◆ **STATED TASK**: Copy the lines of the items below word for word, starting with the line containing "target | kappa logo" and ending with the line containing "x=979 y=464", both lines included.

◆ **EXERCISE MATERIALS**:
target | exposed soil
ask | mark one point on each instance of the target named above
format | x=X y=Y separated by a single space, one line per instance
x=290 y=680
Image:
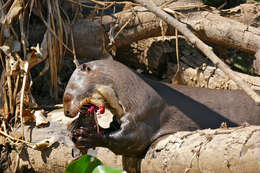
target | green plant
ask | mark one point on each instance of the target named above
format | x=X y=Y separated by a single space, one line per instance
x=90 y=164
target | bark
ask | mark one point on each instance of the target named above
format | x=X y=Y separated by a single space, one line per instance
x=206 y=151
x=214 y=78
x=138 y=23
x=220 y=150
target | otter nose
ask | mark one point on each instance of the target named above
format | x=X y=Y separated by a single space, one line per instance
x=66 y=112
x=67 y=98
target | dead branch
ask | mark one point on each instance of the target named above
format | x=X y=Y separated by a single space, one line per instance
x=202 y=46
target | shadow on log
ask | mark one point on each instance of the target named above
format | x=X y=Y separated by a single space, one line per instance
x=221 y=150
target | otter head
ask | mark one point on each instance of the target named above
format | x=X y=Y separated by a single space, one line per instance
x=90 y=85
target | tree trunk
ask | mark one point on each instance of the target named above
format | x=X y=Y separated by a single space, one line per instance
x=206 y=151
x=221 y=150
x=138 y=23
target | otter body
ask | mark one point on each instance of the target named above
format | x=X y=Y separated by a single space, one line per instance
x=151 y=109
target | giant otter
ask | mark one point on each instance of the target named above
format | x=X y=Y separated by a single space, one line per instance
x=146 y=109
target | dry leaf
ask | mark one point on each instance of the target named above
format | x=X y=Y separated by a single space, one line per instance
x=13 y=12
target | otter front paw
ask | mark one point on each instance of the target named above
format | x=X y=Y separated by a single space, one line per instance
x=84 y=139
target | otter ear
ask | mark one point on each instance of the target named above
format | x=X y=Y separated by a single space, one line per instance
x=85 y=68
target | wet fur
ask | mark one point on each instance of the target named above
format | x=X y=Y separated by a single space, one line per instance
x=154 y=109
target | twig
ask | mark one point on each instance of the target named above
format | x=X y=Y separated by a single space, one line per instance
x=16 y=139
x=21 y=21
x=75 y=61
x=26 y=66
x=201 y=45
x=9 y=84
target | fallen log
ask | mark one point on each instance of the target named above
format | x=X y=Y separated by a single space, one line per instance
x=220 y=150
x=137 y=23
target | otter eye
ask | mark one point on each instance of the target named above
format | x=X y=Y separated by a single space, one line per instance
x=85 y=68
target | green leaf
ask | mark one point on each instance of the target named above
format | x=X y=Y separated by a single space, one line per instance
x=107 y=169
x=85 y=164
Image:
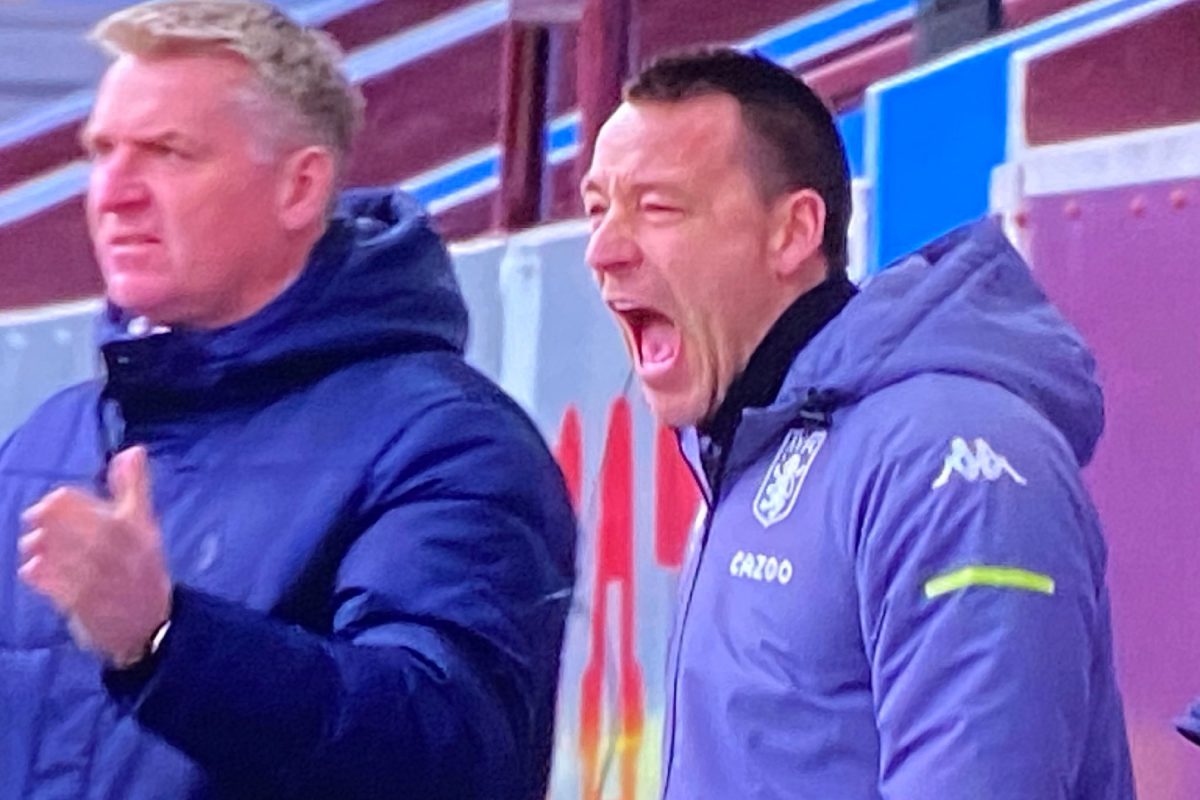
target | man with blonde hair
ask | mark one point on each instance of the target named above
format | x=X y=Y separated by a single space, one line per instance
x=291 y=545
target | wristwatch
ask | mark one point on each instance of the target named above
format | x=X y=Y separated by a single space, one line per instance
x=150 y=650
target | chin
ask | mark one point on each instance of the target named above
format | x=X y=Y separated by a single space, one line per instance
x=672 y=410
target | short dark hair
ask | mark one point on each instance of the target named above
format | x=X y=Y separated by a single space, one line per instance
x=795 y=143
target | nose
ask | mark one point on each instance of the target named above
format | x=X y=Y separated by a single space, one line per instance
x=612 y=246
x=115 y=184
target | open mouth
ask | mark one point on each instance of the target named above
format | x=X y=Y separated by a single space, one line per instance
x=655 y=337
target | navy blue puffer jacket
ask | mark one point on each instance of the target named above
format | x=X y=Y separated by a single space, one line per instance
x=372 y=548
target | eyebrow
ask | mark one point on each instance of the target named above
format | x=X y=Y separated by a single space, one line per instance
x=670 y=185
x=88 y=134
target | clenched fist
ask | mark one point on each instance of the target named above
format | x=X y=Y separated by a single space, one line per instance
x=101 y=561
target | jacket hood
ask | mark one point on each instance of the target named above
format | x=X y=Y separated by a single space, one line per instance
x=378 y=282
x=964 y=305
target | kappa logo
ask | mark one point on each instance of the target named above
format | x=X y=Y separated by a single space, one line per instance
x=785 y=476
x=979 y=464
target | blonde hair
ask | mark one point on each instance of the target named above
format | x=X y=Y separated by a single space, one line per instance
x=299 y=68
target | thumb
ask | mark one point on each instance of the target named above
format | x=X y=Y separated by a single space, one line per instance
x=129 y=477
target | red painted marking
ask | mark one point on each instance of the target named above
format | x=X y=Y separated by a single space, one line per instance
x=676 y=498
x=569 y=453
x=613 y=565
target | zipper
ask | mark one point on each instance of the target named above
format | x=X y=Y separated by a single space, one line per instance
x=690 y=577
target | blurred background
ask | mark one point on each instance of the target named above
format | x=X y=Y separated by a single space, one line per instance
x=1077 y=124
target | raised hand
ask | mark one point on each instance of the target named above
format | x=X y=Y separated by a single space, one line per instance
x=101 y=561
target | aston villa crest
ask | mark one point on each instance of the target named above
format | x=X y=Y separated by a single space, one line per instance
x=786 y=474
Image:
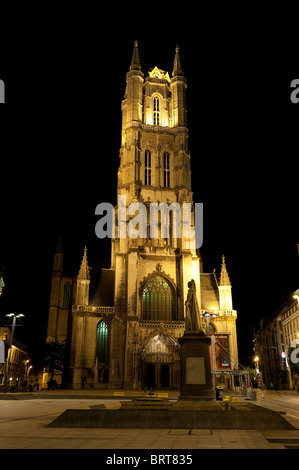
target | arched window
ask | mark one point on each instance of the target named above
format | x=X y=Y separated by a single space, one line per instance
x=102 y=342
x=148 y=168
x=67 y=292
x=166 y=161
x=156 y=111
x=157 y=300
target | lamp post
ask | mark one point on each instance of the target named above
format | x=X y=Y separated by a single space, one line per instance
x=14 y=317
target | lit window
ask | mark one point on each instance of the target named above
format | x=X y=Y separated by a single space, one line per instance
x=102 y=341
x=166 y=170
x=67 y=294
x=156 y=111
x=148 y=168
x=157 y=300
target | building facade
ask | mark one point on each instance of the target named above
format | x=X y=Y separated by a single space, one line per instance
x=274 y=341
x=19 y=359
x=122 y=324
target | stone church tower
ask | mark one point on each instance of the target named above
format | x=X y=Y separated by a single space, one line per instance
x=126 y=320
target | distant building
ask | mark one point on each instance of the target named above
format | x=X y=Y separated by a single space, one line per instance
x=273 y=341
x=121 y=325
x=18 y=365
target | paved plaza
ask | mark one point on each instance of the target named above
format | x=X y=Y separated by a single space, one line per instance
x=23 y=425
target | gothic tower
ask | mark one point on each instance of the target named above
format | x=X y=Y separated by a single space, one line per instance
x=152 y=274
x=126 y=320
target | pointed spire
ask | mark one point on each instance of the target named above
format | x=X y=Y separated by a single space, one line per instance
x=135 y=62
x=177 y=68
x=224 y=277
x=84 y=269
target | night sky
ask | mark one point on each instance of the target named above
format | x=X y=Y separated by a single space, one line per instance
x=60 y=141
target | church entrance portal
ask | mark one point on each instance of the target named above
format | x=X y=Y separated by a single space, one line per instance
x=161 y=363
x=150 y=376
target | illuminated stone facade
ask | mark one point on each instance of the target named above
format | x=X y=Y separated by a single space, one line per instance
x=125 y=332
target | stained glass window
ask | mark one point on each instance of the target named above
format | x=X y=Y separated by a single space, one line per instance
x=156 y=111
x=166 y=170
x=102 y=341
x=157 y=300
x=148 y=168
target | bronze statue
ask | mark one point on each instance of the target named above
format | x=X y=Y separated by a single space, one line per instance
x=193 y=319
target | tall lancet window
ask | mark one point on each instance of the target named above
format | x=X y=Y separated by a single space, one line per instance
x=102 y=342
x=148 y=168
x=166 y=170
x=156 y=111
x=157 y=300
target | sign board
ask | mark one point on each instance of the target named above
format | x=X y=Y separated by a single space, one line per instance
x=2 y=352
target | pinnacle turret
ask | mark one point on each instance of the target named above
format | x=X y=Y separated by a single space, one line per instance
x=177 y=68
x=224 y=277
x=84 y=269
x=135 y=62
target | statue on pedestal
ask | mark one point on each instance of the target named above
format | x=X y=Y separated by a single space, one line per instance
x=193 y=319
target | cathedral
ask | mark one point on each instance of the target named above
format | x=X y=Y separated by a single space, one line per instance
x=120 y=326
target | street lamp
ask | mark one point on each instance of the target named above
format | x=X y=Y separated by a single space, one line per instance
x=14 y=317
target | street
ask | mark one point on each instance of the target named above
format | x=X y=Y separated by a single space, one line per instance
x=23 y=426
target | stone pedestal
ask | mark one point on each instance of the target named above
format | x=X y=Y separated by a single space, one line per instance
x=196 y=378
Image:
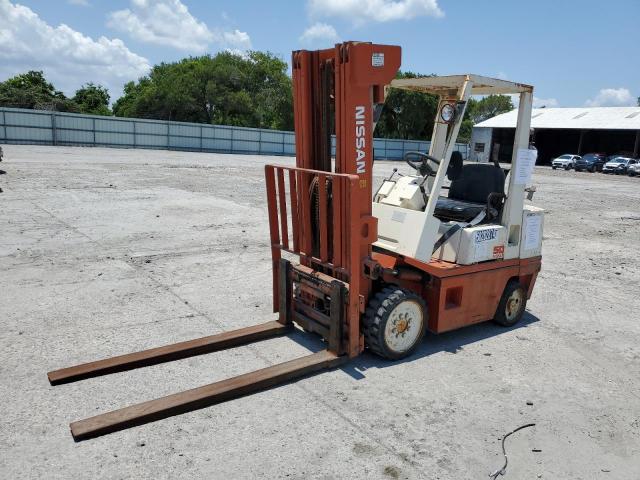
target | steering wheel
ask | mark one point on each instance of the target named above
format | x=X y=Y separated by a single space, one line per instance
x=423 y=167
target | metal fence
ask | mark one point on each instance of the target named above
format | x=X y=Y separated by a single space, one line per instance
x=20 y=126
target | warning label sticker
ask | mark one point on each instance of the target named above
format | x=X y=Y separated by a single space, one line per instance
x=486 y=235
x=377 y=60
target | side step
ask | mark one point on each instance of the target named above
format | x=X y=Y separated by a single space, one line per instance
x=153 y=356
x=203 y=396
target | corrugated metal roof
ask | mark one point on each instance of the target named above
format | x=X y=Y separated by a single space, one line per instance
x=592 y=118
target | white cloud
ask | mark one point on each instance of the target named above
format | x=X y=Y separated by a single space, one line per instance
x=236 y=40
x=363 y=11
x=544 y=102
x=319 y=32
x=67 y=57
x=612 y=97
x=169 y=23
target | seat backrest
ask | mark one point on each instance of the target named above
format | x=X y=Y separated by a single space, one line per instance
x=476 y=182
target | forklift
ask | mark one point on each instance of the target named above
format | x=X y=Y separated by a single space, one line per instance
x=368 y=271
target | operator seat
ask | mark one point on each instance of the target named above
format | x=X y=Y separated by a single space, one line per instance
x=476 y=187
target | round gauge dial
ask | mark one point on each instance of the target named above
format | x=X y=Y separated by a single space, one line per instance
x=447 y=112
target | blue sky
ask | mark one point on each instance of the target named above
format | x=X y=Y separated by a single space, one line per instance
x=575 y=53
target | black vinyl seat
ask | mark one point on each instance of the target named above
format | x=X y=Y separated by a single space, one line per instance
x=476 y=187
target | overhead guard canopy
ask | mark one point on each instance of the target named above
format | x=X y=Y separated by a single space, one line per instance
x=449 y=85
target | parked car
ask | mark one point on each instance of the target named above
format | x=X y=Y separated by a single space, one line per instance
x=566 y=161
x=634 y=169
x=618 y=165
x=591 y=162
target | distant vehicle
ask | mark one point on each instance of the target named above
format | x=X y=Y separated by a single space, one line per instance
x=566 y=161
x=591 y=162
x=633 y=170
x=618 y=165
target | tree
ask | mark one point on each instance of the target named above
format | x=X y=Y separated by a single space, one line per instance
x=92 y=99
x=480 y=110
x=407 y=115
x=488 y=107
x=226 y=89
x=32 y=90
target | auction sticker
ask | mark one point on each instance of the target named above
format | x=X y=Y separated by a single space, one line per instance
x=486 y=235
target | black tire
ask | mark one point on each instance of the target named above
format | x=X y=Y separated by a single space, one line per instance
x=379 y=313
x=504 y=315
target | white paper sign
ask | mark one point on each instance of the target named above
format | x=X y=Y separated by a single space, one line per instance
x=532 y=232
x=525 y=162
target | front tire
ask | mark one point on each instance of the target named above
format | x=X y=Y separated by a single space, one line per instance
x=512 y=304
x=394 y=323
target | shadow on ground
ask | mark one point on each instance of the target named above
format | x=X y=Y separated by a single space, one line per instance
x=451 y=342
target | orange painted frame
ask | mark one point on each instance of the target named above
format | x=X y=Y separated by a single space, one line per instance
x=346 y=233
x=461 y=295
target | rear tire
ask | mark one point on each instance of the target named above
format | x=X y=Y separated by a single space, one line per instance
x=394 y=323
x=512 y=304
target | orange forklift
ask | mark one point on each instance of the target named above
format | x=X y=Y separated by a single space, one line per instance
x=364 y=270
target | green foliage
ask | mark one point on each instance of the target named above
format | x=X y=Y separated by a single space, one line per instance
x=407 y=115
x=226 y=89
x=32 y=90
x=481 y=110
x=488 y=107
x=92 y=99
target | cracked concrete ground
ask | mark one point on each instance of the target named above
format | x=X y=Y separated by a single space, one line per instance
x=106 y=251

◆ **RESPONSE BELOW**:
target | kappa logo
ask | mark one point on each instance of the target named above
format | x=X y=Y separated by a single space, one line per instance
x=785 y=476
x=979 y=464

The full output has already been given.